WORK REQUIRED ▸ All of the lines below should be printed again exactly as they are.

----------------------------------------

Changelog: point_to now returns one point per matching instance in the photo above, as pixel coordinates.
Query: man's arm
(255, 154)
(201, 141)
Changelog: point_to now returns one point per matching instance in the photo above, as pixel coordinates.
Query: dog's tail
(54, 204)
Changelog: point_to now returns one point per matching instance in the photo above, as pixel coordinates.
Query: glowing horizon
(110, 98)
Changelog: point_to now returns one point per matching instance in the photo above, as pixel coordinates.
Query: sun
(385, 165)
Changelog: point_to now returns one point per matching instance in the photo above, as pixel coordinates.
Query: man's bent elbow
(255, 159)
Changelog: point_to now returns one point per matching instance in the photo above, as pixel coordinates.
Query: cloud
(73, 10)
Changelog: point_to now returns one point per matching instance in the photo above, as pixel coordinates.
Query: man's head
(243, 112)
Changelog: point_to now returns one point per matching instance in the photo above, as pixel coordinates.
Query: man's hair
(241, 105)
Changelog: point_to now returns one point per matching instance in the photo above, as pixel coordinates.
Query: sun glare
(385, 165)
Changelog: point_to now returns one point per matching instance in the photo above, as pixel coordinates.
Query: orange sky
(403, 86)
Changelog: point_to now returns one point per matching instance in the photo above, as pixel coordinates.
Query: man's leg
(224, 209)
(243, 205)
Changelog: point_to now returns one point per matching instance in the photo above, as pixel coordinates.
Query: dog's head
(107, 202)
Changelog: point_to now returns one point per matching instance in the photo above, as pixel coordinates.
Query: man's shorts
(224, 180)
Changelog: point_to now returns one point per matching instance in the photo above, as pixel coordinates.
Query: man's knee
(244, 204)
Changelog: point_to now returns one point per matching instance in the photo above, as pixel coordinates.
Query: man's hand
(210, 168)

----------------------------------------

ANSWER TO THE PROBLEM ▸
Changelog: point_to now returns one point per matching instance in the photo above, as pixel coordinates.
Query: man's arm
(255, 154)
(201, 141)
Changelog: point_to now returns one point per matching instance in the photo above, as pixel coordinates.
Query: dog's tail
(54, 204)
Changelog: point_to now returns one point per matching instance in the photo above, as pixel coordinates.
Query: glowing horizon
(110, 98)
Changelog: point_to now returns one point per matching instance in the photo above, as pixel coordinates.
Query: sun
(385, 165)
Changelog: point_to now returns one point per matching instance in the photo above, as pixel coordinates.
Query: man's bent elbow
(255, 159)
Changelog: point_to now returns one point per matching instance in the photo above, as pixel coordinates.
Query: cloud
(73, 10)
Changelog: point_to now returns one point per matching instance in the photo above, as pixel coordinates.
Query: man's head
(243, 112)
Changelog: point_to now returns one point per matching instance in the photo above, as pixel coordinates.
Query: man's hair
(241, 105)
Changelog: point_to now returns one point per matching instance in the photo above, as pixel coordinates.
Query: sun glare
(385, 165)
Changelog: point_to now returns one point per matching instance in the photo above, as pixel coordinates.
Query: orange sky
(403, 86)
Changelog: point_to now returns one point per matching instance in the photo above, as pixel coordinates.
Query: man's leg
(224, 209)
(243, 205)
Changelog: point_to now returns one point per matching instance in the photo above, as pixel coordinates.
Query: dog's head
(107, 202)
Changelog: point_to now returns one point per matching instance in the photo above, as pixel coordinates.
Query: man's shorts
(224, 180)
Changelog: point_to now returns one point per matching instance in the photo above, as pixel coordinates.
Query: man's knee
(244, 204)
Changelog: point_to now returns one point per matching instance in the photo above, as pixel coordinates.
Query: man's hand
(210, 168)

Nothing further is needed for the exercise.